TEXT UNDER STUDY
☆ ☆ ☆ ☆ ☆ ☆ ☆
The chance for adults and children suffering from life-threatening allergic reactions to get life-saving shots of adrenaline in public places, such as restaurants and entertainment venues, has come a step closer as a result of a report published today by the government’s independent advisory body, the Commission on Human Medicines (CHM).
A public consultation will be needed before a decision can be made on the wider availability of adrenaline auto injectors (AAIs) in public places, along with legislative change.
Today’s landmark report outlines recommendations for the safe and effective use of AAIs, including quicker treatment, to help save lives. The Medicines and Healthcare products Regulatory Agency (MHRA) is taking forward these recommendations, some of which are already in place.
The recommendations follow the most thorough and rigorous scientific review of the products to date by the MHRA and the CHM’s Adrenaline Auto-injector Expert Working Group, with wide-ranging input from patient groups, leading allergy experts and healthcare professionals to make sure people have the best and latest safety information.
You can read the full report here.
Sarah Baker, Interim CEO of the Anaphylaxis Campaign said,
“We welcome this report. This is a significant report which draws on learning from inquests following fatalities from anaphylaxis. The report also draws attention to pharmacokinetic data demonstrating how different AAI’s work and their respective benefits.
The overarching key messages for ‘What to do in an Emergency’ and how the allergic Individual can ‘Be prepared’ are messages that we should all be promoting.
An excellent report that should be bought to the attention of everyone in the world of allergy.”
Health Minister, Lord Kamall said:
“Access to adrenaline auto injectors is vital for many people in this country with potentially serious allergies. This report has opened up the possibility of life-saving adrenaline shots being available in public spaces such as restaurants, which would give people with serious allergies access to treatment they need most, no matter where they are.”
Professor Sir Munir Pirmohamed, Chair of the Commission on Human Medicines said,
“Today’s report would not be possible without the continued engagement and support from patients, experts and healthcare professionals. I’d like to thank them for their valuable contribution, time and commitment on this important public health issue. People with life-threatening allergies have the right to the best possible access to AAIs, as well as their use, in the safest and most effective way. They must be protected and these recommendations are designed to do just that.”
Dr June Raine, MHRA Chief Executive said,
“Our advice to those with life-threatening allergies is, make sure you know how to use your adrenaline auto-injector and that you have two with you at all times as a second dose of adrenaline may be needed if symptoms don’t improve after 5 minutes. Your safety is always our priority. That is why, together with the healthcare system, we are implementing the report’s recommendations to improve the safe and effective use of AAIs, and to widen their access where they may be most needed, to help save lives.”
Carla Jones, CEO of Allergy UK said,
It was a privilege to be a member of the Expert Working Group which produced this important report for our allergic community. These recommendations are absolutely fundamental in improving the understanding and use of AAIs – the first line of treatment for someone experiencing anaphylaxis, a condition that can be unpredictable and fatal.
These recommendations cover the full spectrum of correct anaphylaxis management, from the importance of early administration of adrenaline and the posture of the patient to timeframes and dose. And they also explore the case for making AAIs available in public spaces, presenting the key considerations for this innovation.
Crucially, the report emphasises the importance of understanding how to use the different brands of AAIs, given that a lack of confidence in and understanding of their use could quite simply be a matter of life or death and it reinforces the importance of carrying two AAIs at all times.
As the leading charity for people living with allergic disease we welcome this report and its recommendations which we believe will increase safe outcomes for people experiencing anaphylaxis.”
☆ ☆ ☆ ☆ ☆ ☆ ☆
Dataset entries

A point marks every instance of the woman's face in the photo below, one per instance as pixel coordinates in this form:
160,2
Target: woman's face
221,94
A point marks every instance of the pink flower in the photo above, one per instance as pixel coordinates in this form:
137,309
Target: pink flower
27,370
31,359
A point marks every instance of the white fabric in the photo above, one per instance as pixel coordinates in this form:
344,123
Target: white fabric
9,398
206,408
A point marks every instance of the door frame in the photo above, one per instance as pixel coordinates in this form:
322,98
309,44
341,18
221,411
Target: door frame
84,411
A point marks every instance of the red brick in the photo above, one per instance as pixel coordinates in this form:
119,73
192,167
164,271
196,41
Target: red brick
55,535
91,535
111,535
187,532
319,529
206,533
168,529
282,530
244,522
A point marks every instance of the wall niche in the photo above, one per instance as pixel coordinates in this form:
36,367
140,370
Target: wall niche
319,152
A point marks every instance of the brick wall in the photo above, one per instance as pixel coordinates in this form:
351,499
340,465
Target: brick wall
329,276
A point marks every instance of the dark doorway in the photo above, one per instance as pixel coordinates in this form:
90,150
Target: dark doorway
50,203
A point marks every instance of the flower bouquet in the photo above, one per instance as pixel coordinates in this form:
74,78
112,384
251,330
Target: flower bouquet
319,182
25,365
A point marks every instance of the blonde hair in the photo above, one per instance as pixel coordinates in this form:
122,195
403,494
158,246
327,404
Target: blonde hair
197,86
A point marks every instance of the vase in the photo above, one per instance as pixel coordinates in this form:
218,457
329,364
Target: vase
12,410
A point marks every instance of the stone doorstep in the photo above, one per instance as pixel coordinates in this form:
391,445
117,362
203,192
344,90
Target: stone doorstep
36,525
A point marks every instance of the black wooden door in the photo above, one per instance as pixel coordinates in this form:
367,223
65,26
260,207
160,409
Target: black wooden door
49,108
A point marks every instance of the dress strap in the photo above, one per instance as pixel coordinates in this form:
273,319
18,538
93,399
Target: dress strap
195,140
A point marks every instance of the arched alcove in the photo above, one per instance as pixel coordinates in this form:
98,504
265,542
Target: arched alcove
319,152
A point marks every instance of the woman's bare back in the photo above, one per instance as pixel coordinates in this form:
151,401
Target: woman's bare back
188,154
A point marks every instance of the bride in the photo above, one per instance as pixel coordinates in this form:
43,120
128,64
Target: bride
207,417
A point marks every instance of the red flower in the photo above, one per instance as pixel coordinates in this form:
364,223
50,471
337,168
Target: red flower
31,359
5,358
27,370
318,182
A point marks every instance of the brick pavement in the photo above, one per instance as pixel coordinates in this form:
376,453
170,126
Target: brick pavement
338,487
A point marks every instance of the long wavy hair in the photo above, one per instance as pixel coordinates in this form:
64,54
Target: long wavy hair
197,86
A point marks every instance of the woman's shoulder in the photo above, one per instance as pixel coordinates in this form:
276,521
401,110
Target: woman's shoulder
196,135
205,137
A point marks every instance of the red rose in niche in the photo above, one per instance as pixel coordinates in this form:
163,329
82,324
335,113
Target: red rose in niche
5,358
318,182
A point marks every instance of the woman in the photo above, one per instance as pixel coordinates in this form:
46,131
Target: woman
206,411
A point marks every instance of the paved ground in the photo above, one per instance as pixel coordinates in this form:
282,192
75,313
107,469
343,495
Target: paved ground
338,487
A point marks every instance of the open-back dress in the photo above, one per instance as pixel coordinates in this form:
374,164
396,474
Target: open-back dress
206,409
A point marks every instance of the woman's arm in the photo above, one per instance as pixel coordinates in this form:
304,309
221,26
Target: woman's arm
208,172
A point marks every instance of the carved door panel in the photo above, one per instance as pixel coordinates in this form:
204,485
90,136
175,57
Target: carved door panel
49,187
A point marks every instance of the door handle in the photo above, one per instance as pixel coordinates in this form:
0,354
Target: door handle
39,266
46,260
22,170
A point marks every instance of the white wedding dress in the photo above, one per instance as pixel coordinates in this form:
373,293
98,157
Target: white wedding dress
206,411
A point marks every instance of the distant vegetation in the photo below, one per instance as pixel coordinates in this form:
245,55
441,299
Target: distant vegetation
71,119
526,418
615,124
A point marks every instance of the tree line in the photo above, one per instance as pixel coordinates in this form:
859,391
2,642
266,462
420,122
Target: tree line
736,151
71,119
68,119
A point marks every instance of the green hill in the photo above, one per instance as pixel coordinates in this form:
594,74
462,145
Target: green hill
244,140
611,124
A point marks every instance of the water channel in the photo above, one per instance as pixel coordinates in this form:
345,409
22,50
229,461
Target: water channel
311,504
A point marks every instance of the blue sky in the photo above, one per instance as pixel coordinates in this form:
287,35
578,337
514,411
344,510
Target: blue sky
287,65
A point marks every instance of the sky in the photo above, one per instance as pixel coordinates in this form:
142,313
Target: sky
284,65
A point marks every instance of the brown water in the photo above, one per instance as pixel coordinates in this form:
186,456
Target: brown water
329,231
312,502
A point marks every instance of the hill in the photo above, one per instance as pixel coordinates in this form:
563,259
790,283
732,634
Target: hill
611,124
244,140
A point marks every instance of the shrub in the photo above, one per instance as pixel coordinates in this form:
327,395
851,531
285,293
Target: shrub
☆ ☆ ☆ ☆ ☆ ☆ ☆
ASSIGNMENT
In the report announcement on adrenaline auto-injectors, how long after a first dose does the MHRA Chief Executive say a second dose may be needed if symptoms don't improve? These entries were drawn from a separate source.

YOUR RESPONSE
After 5 minutes.